→ Passage shown
——————————
Measuring and testing – Dynamometers – Responsive to force
Reexamination Certificate
2001-09-19
2003-12-16
Noori, Max (Department: 2855)
Measuring and testing
Dynamometers
Responsive to force
Reexamination Certificate
active
06662670
ABSTRACT:
BACKGROUND OF THE INVENTION
1. Field of the Invention
This invention relates to a method and apparatus for measuring the force applied to a seatbelt. Specifically, a belt force sensor is mounted on a plate positioned between a fixed mounting member and a movable mounting member to isolate the sensor from movements due to non-axial loads.
2. Related Art
Most vehicles include airbags and seatbelt restraint systems that work together to protect the driver and passengers from experiencing serious injuries due to high-speed collisions. It is important to control the deployment force of the airbags based on the size of the driver or the passenger. When an adult is seated on the vehicle seat, the airbag should be deployed in a normal manner. If there is an infant seat or small adult/child secured to the vehicle seat then the airbag should not be deployed or should be deployed at a significantly lower deployment force. One way to control the airbag deployment is to monitor the weight of the seat occupant.
Current systems for measuring the weight of a seat occupant are complex and expensive. One type of system uses pressure sensitive foil mats mounted within the seat bottom foam. Another system uses sensors placed at a plurality of locations within the seat bottom. The combined output from the mats or the sensors is used to determine the weight of the seat occupant. The accuracy of the weight measurements from these types of sensor systems can be compromised due to additional seat forces resulting from the occupant being secured to the seat with a seatbelt.
——————————
Reproduce the stretch of the seatbelt force sensor text from "2. Related Art" through "monitor the weight of the seat occupant." word for word.
——————————
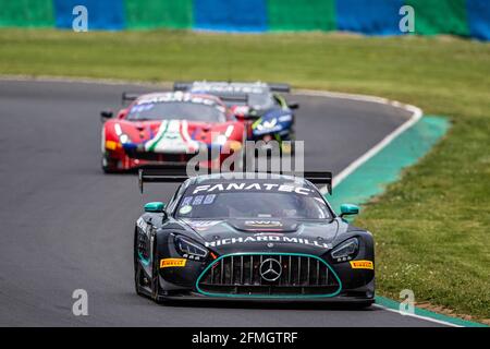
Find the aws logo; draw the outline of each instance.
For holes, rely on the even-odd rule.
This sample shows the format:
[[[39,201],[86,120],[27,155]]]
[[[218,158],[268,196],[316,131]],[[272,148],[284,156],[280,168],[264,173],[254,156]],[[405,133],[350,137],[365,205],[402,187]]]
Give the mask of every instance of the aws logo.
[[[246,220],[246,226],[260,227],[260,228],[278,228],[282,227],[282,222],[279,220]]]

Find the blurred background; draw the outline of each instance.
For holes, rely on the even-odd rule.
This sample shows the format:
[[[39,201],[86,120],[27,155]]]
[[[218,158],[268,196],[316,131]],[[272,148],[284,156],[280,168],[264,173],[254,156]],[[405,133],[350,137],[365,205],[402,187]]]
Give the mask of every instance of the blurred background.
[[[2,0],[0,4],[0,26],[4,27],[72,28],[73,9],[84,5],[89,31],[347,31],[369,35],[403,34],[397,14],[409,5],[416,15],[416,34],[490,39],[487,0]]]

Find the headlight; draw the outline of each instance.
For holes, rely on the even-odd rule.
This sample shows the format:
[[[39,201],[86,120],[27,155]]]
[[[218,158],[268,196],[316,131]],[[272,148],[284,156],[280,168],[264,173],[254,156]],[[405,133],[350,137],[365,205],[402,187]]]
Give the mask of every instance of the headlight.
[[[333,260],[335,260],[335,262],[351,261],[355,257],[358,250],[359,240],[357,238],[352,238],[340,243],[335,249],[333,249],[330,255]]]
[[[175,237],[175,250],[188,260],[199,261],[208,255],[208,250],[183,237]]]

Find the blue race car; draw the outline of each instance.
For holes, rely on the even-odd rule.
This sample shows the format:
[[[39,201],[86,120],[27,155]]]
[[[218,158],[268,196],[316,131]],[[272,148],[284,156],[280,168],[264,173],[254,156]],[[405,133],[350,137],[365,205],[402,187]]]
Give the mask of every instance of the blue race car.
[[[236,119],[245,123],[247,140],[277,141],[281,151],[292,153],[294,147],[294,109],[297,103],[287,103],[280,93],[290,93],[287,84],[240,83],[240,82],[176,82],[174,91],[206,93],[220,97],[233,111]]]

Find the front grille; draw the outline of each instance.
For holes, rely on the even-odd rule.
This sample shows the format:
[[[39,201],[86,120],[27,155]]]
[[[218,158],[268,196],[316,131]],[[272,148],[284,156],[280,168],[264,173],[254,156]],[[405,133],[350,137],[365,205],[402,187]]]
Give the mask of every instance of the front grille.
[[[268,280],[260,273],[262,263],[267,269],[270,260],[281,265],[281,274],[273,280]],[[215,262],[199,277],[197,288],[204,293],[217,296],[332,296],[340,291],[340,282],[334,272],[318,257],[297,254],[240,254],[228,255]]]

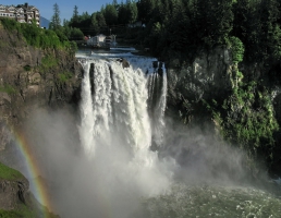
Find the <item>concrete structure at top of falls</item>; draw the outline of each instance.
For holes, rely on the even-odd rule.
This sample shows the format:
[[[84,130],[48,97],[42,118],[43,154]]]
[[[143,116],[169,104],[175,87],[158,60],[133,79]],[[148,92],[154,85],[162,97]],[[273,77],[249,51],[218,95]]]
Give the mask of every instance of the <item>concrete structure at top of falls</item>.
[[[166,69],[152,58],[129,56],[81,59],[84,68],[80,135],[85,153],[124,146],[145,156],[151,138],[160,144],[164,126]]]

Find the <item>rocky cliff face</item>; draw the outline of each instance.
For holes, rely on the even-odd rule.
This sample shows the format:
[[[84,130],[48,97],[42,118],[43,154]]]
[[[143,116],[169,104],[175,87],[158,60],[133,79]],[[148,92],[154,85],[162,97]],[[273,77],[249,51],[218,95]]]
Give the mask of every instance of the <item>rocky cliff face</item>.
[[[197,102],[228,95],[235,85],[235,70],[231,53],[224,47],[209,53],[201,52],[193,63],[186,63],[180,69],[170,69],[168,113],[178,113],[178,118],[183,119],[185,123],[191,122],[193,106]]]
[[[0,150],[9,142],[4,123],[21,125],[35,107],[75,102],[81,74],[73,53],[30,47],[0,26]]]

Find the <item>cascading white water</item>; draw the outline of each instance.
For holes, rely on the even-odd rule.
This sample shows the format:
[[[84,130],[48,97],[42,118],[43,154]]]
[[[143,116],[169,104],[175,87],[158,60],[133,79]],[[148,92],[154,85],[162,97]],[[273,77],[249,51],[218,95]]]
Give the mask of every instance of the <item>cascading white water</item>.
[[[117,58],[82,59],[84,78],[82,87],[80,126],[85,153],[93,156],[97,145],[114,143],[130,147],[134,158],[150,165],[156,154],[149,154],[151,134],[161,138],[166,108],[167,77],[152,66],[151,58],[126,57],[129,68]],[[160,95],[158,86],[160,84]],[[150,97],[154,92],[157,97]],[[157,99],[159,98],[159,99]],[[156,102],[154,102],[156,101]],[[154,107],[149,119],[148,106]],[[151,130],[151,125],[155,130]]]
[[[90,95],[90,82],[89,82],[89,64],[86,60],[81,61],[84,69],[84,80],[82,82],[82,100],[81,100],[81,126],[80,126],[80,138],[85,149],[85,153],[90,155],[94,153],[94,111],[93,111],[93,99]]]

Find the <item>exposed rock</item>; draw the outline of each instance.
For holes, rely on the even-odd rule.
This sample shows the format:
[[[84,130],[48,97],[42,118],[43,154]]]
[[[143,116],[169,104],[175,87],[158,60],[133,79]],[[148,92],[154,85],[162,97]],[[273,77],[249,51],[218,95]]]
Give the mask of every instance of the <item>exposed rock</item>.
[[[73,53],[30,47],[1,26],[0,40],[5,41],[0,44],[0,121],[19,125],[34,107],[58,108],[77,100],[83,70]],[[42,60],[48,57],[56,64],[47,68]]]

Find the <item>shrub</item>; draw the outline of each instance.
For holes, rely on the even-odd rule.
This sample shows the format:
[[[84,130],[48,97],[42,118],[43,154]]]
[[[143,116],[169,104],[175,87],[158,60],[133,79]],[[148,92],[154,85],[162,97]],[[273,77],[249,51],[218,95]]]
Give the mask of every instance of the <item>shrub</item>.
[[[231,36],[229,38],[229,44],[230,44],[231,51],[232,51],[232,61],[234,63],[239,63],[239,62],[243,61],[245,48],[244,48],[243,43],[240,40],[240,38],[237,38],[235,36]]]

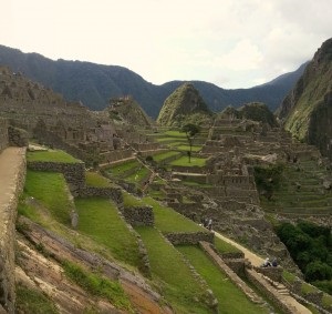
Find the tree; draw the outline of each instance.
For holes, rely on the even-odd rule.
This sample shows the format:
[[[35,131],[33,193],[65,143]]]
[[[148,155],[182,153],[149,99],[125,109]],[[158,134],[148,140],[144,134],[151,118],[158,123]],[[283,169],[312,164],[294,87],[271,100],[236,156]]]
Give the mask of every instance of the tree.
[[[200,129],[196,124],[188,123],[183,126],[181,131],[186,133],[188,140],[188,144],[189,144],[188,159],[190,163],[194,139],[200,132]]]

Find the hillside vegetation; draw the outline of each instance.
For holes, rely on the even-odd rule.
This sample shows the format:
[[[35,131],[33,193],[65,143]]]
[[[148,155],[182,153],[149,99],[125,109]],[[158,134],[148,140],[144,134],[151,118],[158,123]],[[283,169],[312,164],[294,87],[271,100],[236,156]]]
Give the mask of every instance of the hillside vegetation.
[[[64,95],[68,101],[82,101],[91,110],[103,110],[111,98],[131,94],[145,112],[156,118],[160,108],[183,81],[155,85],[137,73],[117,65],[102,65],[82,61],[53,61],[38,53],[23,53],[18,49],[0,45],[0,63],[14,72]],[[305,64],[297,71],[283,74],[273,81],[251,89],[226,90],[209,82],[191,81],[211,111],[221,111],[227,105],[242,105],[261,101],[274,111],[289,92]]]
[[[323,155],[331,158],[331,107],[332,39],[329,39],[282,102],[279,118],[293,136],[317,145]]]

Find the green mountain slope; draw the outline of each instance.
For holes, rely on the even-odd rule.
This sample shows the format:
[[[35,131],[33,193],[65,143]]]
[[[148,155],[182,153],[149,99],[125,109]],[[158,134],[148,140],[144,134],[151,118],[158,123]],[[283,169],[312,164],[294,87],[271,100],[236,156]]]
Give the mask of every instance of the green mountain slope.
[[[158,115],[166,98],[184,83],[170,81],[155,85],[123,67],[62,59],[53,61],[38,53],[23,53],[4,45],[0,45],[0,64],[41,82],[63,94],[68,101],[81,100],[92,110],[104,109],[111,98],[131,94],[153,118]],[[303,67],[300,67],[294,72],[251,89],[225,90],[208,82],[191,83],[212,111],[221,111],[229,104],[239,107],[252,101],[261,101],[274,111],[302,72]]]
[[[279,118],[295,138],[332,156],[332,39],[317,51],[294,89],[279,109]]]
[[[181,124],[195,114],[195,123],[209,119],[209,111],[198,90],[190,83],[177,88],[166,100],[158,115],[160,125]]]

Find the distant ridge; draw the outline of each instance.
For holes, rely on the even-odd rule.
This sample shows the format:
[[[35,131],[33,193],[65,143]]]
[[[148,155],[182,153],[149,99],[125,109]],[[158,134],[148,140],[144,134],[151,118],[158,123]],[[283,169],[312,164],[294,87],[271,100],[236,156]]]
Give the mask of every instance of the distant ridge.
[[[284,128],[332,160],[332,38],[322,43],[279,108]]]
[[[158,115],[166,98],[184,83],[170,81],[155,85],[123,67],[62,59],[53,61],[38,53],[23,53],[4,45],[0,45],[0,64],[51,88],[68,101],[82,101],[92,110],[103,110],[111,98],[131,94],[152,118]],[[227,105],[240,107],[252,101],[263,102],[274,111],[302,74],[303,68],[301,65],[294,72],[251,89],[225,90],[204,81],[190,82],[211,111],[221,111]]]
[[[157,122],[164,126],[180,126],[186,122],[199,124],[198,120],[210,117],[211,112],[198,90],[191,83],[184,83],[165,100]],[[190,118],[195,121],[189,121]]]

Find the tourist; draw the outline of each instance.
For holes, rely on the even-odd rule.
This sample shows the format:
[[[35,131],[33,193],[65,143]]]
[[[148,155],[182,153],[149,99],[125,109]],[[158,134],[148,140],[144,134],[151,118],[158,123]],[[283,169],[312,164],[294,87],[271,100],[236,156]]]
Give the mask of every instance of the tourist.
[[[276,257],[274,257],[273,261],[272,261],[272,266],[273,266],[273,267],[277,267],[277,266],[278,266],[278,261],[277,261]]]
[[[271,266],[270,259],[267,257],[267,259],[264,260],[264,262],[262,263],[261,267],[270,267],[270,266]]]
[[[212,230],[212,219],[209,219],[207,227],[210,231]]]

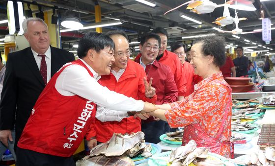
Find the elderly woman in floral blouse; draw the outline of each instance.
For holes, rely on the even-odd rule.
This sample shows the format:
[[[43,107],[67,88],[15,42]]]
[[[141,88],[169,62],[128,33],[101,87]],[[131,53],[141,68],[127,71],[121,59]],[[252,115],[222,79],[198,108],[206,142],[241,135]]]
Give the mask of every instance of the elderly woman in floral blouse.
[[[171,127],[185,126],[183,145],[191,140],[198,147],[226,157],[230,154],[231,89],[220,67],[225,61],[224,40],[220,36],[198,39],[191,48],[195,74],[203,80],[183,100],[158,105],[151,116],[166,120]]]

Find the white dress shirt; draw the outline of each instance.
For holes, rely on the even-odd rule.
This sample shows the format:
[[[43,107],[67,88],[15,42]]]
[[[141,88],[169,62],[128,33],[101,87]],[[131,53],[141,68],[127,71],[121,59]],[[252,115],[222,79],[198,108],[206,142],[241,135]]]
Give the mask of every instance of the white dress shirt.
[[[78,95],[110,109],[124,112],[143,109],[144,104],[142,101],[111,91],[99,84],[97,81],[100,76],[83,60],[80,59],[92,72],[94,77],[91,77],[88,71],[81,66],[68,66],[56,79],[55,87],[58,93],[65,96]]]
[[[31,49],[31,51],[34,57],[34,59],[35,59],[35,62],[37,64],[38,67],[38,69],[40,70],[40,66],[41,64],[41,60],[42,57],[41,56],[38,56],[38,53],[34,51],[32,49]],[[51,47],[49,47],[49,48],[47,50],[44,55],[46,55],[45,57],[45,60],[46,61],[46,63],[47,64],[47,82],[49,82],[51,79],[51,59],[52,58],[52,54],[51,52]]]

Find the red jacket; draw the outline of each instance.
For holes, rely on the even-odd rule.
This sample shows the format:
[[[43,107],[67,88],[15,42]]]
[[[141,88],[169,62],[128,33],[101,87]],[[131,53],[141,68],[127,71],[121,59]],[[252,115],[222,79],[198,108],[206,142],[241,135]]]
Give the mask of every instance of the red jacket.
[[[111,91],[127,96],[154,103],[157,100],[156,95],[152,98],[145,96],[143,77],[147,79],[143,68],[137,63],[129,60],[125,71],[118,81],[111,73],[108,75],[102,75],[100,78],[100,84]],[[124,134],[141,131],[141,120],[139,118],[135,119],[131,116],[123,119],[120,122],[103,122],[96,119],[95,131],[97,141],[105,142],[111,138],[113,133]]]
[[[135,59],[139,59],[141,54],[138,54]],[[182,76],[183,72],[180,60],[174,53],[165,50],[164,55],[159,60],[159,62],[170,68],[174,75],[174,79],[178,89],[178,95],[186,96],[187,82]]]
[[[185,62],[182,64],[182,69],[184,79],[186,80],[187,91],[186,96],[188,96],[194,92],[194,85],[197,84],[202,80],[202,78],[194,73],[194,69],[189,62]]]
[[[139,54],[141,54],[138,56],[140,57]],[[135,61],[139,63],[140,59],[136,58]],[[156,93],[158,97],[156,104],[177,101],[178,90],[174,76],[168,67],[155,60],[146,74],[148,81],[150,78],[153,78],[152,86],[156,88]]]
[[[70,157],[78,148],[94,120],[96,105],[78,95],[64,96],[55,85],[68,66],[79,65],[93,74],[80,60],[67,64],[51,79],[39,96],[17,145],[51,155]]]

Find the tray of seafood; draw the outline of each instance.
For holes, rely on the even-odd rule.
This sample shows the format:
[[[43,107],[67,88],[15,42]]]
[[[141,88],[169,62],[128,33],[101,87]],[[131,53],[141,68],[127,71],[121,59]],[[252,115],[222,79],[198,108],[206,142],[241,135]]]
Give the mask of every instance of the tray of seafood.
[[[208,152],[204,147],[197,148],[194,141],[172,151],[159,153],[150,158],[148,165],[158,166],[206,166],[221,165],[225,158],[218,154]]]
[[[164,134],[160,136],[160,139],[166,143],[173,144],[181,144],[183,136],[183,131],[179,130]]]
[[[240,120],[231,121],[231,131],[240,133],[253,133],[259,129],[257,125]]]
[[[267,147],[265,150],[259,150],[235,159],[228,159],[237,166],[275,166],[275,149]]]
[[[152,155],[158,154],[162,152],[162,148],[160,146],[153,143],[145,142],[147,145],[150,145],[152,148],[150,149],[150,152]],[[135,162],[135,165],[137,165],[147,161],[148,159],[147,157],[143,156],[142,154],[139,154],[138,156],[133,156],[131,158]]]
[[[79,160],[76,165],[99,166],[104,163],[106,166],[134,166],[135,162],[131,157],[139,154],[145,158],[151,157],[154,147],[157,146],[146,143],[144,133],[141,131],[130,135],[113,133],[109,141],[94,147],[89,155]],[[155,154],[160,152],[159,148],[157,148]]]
——————————
→ Completed exercise
2. Related Art
Most vehicles include airbags and seatbelt restraint systems that work together to protect the driver and passengers from experiencing serious injuries due to high-speed collisions. It is important to control the deployment force of the airbags based on the size of the driver or the passenger. When an adult is seated on the vehicle seat, the airbag should be deployed in a normal manner. If there is an infant seat or small adult/child secured to the vehicle seat then the airbag should not be deployed or should be deployed at a significantly lower deployment force. One way to control the airbag deployment is to monitor the weight of the seat occupant.